**STATED TASK**. Gather every line of the entries below that contains the string "high", and list those lines in the order in which they appear.

**THE RECORDS**.

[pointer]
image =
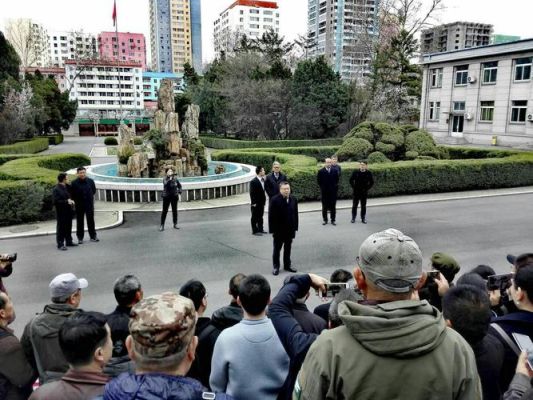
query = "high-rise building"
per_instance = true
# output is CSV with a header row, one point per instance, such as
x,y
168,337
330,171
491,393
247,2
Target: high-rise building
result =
x,y
130,47
244,17
175,34
341,31
455,36
72,45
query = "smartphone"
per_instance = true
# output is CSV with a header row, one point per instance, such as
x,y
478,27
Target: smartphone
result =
x,y
502,282
525,344
333,288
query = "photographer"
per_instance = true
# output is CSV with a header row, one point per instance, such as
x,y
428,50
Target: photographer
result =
x,y
171,192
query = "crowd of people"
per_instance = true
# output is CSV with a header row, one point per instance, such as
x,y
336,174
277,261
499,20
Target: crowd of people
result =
x,y
390,331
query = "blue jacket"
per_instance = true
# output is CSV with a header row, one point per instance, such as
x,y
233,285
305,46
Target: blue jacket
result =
x,y
156,386
295,341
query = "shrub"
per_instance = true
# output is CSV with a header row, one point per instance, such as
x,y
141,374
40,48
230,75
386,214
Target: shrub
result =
x,y
27,147
377,158
354,149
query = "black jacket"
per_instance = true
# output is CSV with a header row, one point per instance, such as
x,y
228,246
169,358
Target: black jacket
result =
x,y
283,216
272,184
83,192
361,182
257,193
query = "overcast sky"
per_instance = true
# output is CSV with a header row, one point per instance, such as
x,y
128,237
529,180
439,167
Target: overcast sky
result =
x,y
511,17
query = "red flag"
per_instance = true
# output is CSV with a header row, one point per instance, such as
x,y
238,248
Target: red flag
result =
x,y
114,16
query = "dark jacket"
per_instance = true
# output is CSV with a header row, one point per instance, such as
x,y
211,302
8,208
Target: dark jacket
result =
x,y
171,187
257,193
73,385
156,386
16,374
283,216
228,316
328,182
45,338
272,184
518,322
295,341
83,192
361,182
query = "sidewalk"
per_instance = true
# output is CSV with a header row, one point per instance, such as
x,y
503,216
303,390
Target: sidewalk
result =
x,y
111,215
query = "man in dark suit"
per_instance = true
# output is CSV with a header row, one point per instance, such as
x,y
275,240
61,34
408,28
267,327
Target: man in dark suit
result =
x,y
328,180
258,200
273,180
361,181
283,224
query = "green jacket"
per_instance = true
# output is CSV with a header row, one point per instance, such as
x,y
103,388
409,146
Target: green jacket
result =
x,y
391,351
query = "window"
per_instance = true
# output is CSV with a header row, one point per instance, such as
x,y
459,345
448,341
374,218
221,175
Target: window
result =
x,y
486,111
436,77
461,75
434,110
522,69
518,111
490,71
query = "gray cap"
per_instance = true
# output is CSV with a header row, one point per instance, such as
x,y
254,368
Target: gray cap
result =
x,y
391,260
66,284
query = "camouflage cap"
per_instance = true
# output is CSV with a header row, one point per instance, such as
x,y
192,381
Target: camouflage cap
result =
x,y
162,325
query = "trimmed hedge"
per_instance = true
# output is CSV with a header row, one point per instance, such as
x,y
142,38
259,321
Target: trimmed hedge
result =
x,y
27,147
221,143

**COMPLETE RESPONSE**.
query = "high-rise building"
Target: high-rise building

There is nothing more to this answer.